# Entries shown:
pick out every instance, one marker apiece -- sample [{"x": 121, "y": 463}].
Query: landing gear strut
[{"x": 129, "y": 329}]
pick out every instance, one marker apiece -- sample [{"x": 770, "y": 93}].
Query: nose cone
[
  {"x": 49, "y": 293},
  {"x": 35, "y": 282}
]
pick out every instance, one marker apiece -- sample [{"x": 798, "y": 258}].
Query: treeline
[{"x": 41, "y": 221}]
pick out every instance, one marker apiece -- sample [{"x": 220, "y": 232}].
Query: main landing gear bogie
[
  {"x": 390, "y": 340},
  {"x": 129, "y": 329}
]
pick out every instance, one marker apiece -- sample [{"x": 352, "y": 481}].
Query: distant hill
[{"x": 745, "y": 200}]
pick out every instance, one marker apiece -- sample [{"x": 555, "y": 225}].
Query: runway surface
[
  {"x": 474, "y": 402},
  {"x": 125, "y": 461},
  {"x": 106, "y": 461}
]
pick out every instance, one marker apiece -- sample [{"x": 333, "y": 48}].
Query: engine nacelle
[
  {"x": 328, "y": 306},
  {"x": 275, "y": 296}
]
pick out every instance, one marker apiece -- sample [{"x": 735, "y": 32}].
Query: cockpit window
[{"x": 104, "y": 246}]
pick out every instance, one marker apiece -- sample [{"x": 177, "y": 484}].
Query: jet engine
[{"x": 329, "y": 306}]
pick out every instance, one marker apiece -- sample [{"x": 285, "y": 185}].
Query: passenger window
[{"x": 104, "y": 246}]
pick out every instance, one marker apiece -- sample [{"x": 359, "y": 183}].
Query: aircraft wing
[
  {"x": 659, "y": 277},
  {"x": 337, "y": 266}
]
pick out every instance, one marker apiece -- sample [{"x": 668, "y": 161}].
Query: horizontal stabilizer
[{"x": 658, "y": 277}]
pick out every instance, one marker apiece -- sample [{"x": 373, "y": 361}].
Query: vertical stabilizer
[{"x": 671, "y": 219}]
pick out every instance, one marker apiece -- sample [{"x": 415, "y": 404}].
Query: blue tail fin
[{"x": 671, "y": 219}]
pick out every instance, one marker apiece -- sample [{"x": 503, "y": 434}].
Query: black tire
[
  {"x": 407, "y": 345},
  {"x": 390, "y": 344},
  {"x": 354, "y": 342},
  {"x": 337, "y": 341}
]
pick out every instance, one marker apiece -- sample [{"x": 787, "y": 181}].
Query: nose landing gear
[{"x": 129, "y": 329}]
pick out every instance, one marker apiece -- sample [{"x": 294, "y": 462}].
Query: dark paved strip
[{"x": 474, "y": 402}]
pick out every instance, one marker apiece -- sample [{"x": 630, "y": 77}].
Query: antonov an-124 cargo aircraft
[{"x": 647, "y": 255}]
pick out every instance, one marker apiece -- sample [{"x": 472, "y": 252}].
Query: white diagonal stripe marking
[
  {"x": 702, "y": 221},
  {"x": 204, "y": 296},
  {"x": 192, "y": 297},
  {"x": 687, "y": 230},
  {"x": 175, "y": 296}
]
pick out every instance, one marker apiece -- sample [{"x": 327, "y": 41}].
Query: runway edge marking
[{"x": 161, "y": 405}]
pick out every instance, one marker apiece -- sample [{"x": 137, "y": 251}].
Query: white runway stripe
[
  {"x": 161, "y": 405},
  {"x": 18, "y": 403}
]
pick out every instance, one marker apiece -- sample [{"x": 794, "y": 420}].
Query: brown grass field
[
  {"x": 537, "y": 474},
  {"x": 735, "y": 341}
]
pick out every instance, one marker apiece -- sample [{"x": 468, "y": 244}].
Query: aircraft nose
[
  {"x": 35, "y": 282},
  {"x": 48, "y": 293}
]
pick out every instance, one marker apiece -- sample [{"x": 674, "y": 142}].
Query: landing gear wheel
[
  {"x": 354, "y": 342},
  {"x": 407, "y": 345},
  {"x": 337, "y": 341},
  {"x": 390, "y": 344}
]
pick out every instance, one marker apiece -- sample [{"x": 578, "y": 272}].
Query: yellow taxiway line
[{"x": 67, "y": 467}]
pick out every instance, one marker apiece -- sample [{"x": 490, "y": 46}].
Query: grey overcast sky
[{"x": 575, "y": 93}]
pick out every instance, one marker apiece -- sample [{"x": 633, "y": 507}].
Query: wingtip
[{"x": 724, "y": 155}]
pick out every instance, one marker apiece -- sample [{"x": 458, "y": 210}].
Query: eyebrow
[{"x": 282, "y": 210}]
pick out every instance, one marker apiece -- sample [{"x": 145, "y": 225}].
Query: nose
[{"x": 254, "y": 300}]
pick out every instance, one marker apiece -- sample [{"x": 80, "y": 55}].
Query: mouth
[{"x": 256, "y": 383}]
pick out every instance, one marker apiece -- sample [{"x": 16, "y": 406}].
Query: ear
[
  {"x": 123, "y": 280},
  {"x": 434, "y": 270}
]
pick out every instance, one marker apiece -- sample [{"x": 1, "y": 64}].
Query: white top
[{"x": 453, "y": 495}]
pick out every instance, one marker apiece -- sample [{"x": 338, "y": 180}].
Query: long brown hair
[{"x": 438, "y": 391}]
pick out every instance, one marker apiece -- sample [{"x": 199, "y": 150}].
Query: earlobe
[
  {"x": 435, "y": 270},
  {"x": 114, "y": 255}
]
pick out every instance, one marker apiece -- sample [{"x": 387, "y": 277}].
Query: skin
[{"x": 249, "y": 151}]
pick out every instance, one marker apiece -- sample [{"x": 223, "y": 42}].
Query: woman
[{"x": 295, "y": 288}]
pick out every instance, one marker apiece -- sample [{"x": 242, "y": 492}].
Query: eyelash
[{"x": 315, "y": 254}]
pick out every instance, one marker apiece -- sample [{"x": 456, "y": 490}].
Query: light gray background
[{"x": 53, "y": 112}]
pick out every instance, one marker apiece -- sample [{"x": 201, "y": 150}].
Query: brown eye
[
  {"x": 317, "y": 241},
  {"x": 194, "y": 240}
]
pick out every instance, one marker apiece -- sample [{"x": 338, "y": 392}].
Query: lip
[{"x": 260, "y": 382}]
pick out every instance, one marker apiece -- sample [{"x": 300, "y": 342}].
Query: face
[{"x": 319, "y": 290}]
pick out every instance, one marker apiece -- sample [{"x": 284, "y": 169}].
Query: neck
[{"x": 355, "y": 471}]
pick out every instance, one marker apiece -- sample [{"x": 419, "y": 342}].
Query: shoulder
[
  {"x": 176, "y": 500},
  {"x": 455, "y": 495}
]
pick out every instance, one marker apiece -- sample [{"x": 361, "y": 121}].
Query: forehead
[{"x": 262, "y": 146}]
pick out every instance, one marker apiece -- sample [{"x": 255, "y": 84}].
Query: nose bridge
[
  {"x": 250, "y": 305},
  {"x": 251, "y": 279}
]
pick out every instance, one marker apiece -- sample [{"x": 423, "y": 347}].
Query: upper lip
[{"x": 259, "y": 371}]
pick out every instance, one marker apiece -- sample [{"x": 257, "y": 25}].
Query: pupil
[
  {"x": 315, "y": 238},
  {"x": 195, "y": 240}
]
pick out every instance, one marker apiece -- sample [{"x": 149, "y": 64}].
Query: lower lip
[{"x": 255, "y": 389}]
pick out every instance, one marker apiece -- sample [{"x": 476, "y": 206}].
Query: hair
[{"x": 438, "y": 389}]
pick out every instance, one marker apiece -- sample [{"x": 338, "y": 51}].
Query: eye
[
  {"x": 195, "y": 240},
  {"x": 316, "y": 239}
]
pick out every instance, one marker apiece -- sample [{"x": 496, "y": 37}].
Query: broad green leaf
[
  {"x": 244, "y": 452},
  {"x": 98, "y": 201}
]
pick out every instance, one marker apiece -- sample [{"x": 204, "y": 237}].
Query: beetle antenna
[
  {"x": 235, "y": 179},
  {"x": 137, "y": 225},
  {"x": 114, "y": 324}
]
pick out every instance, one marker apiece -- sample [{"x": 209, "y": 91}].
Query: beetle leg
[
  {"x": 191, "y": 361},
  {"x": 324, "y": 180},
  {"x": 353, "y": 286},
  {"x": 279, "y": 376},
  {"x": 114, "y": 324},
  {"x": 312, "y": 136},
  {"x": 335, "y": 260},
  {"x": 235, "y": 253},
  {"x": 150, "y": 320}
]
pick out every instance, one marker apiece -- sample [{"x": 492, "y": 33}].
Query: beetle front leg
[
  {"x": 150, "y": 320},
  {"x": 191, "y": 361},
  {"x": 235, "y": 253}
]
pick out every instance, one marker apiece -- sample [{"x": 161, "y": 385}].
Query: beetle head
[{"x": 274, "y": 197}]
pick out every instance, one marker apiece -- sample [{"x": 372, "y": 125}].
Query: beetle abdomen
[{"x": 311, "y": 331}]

# Objective:
Please pick out every line above that contains the string "nose" and copy each one in full. Matches must have the same case.

# Written answer:
Query: nose cone
Query: nose landing gear
Query: aircraft nose
Query: nose
Query: nose bridge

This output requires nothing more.